═══ Task input

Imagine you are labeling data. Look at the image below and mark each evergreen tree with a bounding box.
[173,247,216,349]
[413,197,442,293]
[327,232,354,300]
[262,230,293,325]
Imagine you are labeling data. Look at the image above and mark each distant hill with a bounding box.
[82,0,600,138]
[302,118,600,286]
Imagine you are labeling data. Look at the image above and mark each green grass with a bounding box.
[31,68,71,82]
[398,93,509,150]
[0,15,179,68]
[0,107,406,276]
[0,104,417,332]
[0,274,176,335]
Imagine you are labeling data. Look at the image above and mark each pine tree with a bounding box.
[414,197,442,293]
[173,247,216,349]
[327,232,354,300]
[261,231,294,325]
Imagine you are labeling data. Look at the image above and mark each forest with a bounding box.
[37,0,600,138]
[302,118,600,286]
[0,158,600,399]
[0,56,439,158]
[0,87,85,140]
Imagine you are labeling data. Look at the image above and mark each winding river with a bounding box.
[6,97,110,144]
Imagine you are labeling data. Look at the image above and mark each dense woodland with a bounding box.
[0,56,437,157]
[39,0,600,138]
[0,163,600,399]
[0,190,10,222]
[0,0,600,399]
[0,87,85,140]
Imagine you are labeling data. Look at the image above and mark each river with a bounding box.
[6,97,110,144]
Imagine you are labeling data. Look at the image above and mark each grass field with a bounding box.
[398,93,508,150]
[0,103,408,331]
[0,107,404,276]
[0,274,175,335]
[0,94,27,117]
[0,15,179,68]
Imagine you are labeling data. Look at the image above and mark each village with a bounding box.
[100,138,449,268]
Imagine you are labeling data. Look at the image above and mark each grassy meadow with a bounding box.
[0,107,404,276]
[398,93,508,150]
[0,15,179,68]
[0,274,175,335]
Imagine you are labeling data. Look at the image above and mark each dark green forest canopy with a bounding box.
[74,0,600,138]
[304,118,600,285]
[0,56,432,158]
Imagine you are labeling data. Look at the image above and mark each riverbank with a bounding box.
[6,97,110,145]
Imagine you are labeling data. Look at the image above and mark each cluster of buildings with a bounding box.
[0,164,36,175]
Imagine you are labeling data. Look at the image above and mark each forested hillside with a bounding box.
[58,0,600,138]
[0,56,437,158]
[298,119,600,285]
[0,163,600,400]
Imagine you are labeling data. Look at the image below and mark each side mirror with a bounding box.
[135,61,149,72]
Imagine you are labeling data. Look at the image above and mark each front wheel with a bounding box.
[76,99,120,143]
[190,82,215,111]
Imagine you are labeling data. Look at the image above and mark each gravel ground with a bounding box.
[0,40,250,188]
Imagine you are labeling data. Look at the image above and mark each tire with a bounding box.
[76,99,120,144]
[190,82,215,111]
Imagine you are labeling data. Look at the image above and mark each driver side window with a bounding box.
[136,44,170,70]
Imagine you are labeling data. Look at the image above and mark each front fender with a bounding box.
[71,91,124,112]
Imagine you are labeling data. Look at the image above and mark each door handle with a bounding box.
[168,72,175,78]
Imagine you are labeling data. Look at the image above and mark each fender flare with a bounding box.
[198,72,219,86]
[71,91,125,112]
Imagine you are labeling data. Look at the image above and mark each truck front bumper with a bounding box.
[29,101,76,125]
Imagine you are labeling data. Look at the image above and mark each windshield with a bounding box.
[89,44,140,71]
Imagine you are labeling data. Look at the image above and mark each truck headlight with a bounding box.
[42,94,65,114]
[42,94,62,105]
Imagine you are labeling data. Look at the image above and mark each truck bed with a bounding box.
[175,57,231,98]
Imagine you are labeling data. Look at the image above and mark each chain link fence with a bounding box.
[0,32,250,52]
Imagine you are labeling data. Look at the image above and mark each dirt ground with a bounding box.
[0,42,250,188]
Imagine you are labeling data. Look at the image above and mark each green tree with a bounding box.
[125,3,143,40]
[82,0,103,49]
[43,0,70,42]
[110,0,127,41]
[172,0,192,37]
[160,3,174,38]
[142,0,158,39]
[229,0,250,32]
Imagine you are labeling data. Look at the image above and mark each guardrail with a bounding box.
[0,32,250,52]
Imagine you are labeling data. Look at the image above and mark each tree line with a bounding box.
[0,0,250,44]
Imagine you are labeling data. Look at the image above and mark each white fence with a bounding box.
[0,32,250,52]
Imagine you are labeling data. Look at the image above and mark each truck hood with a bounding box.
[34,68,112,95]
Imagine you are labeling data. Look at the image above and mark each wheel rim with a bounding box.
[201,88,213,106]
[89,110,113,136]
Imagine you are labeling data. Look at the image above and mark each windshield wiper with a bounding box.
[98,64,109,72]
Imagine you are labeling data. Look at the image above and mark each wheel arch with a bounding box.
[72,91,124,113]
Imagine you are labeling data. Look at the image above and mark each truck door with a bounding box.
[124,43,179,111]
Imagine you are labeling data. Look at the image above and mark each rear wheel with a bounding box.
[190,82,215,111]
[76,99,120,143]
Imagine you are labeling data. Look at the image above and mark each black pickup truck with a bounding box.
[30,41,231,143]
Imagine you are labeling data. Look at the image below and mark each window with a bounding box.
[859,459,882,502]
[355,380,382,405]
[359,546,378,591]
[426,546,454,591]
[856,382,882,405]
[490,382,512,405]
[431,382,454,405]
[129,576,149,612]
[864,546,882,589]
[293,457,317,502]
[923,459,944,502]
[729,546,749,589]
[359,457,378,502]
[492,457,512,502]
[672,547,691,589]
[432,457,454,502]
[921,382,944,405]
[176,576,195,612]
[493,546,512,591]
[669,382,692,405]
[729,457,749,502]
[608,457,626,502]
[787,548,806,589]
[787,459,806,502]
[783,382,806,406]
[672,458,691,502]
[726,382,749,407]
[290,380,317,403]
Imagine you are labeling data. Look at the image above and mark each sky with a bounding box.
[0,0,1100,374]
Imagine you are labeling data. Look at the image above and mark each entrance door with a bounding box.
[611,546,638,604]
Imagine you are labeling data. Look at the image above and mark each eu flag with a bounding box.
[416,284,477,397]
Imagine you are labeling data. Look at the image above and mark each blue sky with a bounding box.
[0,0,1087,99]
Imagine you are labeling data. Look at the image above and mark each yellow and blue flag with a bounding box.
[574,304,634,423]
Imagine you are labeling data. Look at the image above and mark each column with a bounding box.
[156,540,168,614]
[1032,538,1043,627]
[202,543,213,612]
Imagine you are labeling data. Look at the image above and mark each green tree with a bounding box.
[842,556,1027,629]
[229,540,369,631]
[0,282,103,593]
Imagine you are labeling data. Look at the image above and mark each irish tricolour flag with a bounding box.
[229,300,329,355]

══════

_Your objective_
Reproduce the rows above verbatim, from the line containing "fender with a bounding box." through the line containing "[29,101,76,125]", both included.

_Answer to the problem_
Imagine you are labeling data. Look at the image above and mark each front fender with a bounding box.
[71,91,124,112]
Imagine you are labeling data. Look at the image above and mark each door handle with a bounding box.
[168,72,175,78]
Imagine you are labeling data. Look at the image above and mark each fender flare with a bounding box.
[198,72,219,86]
[71,91,125,112]
Imagine you are labeling data. Look at the image above and mark each truck front bumper with a bounding box.
[29,101,76,125]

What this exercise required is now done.